==== TEXT EXCERPT ====
Bowsher v. Merck & Co.
Headline: Court limits GAO access to contractor records, allowing inspection of direct production costs but blocking review of indirect costs, protecting contractor privacy for negotiated fixed-price government contracts.
Holding: The Court held that, for negotiated fixed-price government contracts, the Comptroller General may inspect a contractor’s directly attributable production cost records but may not inspect indirect cost records absent specific allocation to the contract.
- Limits GAO audits to direct cost records for fixed-price negotiated contracts.
- Protects contractors' indirect commercial and administrative records from GAO inspection.
- Pushes industry-wide profit or cost studies back to Congress for expanded authority.
Summary
Background
A large pharmaceutical company entered into four negotiated, fixed-price contracts in 1973 to sell standard commercial drugs to the Government. The contract prices were based on the company’s catalog or competitive market prices, and the Government did not request cost data when it accepted those prices. In August 1974 the Comptroller General (GAO) formally demanded broad access to the company’s cost records. The company sued, the District Court allowed GAO access to direct production costs but barred many indirect records, and the Court of Appeals affirmed before the Supreme Court accepted review.
Reasoning
The Court examined the statutory phrase “directly pertain to and involve transactions relating to the contract” and the legislative history, including a floor amendment adding the word “directly” to limit GAO “snooping.” Balancing Congress’ twin aims—giving the GAO tools to detect waste and protecting contractors’ private business affairs—the Court concluded that direct costs (costs readily attributable to the specific product) are “directly pertinent” and subject to inspection. Indirect costs (research and development, marketing and promotion, distribution, administration) are not subject to inspection unless the contractor itself has allocated them to the particular contract.
====
TASK REQUIREMENTS
a) According to the case summary, in what month and year did the Comptroller General formally demand access to the company's cost records?
b) Translate this sentence from the case summary into Spanish: "The contract prices were based on the company’s catalog or competitive market prices, and the Government did not request cost data when it accepted those prices."
c) Continue the Bowsher v. Merck & Co. case summary from the point where it ends.
The items that follow have nothing to do with the case summary.
==== DATA RECORDS ====
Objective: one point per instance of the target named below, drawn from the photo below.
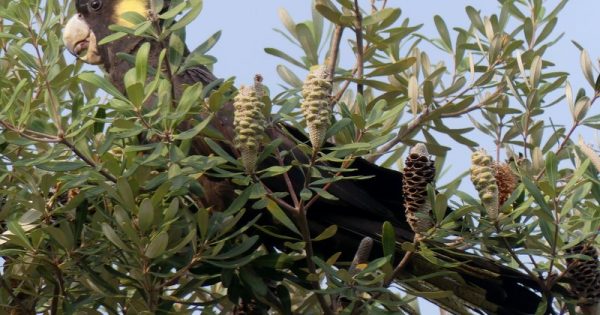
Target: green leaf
(441, 205)
(126, 193)
(329, 11)
(308, 43)
(157, 246)
(586, 67)
(274, 171)
(289, 77)
(443, 30)
(16, 229)
(195, 8)
(141, 62)
(102, 84)
(278, 214)
(327, 233)
(146, 215)
(394, 68)
(284, 56)
(191, 133)
(378, 17)
(388, 240)
(552, 172)
(112, 236)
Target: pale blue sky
(248, 28)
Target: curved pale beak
(81, 41)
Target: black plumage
(361, 206)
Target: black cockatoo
(361, 206)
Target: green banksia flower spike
(419, 170)
(249, 125)
(315, 108)
(483, 177)
(584, 275)
(590, 154)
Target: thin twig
(89, 161)
(399, 267)
(334, 51)
(359, 47)
(416, 123)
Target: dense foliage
(99, 195)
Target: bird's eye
(95, 5)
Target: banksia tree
(419, 171)
(483, 177)
(249, 124)
(585, 275)
(590, 154)
(506, 180)
(316, 108)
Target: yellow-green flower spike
(315, 108)
(249, 125)
(419, 170)
(483, 177)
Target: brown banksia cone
(584, 274)
(315, 107)
(483, 177)
(506, 180)
(419, 170)
(249, 125)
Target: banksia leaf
(419, 171)
(506, 180)
(249, 125)
(315, 108)
(590, 154)
(584, 274)
(483, 177)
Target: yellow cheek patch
(123, 6)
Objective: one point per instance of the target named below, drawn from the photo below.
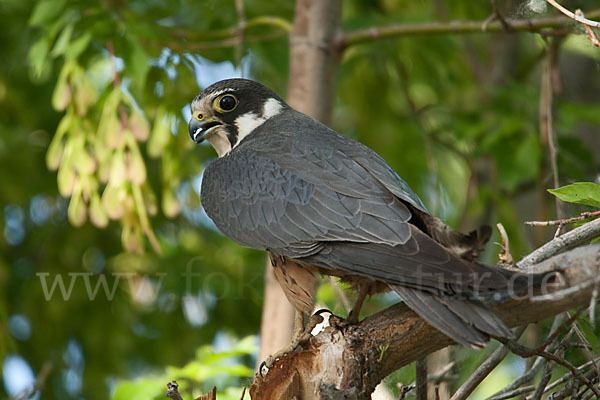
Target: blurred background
(112, 279)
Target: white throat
(245, 124)
(250, 121)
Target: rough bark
(313, 66)
(348, 361)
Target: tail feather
(466, 322)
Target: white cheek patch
(248, 122)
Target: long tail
(467, 322)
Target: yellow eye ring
(225, 103)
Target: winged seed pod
(85, 92)
(98, 216)
(113, 201)
(161, 133)
(118, 168)
(77, 212)
(134, 163)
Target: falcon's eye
(225, 103)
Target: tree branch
(453, 27)
(350, 360)
(577, 236)
(576, 16)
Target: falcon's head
(227, 111)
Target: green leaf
(137, 62)
(38, 59)
(161, 133)
(77, 46)
(77, 212)
(142, 389)
(587, 193)
(62, 43)
(46, 11)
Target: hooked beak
(200, 130)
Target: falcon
(323, 204)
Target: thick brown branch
(577, 236)
(355, 358)
(453, 27)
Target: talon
(263, 365)
(321, 311)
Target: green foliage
(587, 193)
(208, 369)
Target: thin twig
(577, 236)
(527, 352)
(421, 379)
(504, 256)
(239, 8)
(587, 347)
(484, 369)
(576, 16)
(568, 376)
(364, 35)
(564, 221)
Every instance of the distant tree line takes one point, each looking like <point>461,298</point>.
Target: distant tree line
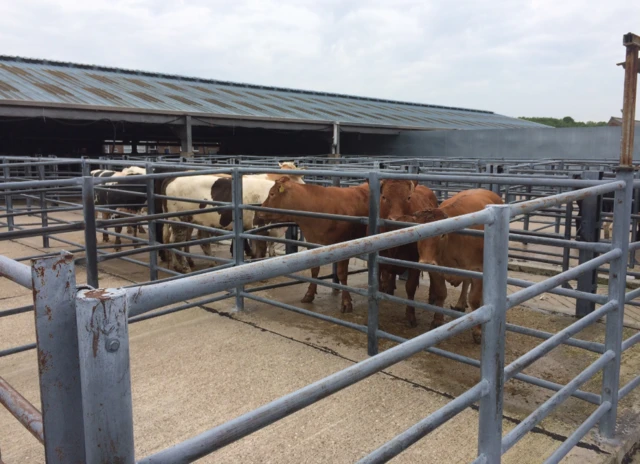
====
ANSWERS BY ITEM
a) August 1974.

b) Los precios de los contratos se basaban en el catálogo de la empresa o en los precios competitivos de mercado, y el Gobierno no solicitó datos de costos cuando aceptó esos precios.

c)
Real world impact
The ruling lets GAO audit the production and other directly attributable cost records for negotiated fixed-price contracts, while shielding broader commercial and administrative records from routine GAO review. The GAO may still compile lawful, contract-level information into industry studies, but broader access to indirect cost records would require new congressional authorization or clear contractor allocation of those costs. Parties seeking broader GAO authority must address Congress.
Dissents or concurrances
Two Justices urged a different approach: one would allow GAO access to indirect costs if the Government shows they likely had a direct, substantial effect on price and if the subpoena is reasonable; another would bar cost-record access for non-cost-based contracts, limiting GAO to records tied to the actual contract terms.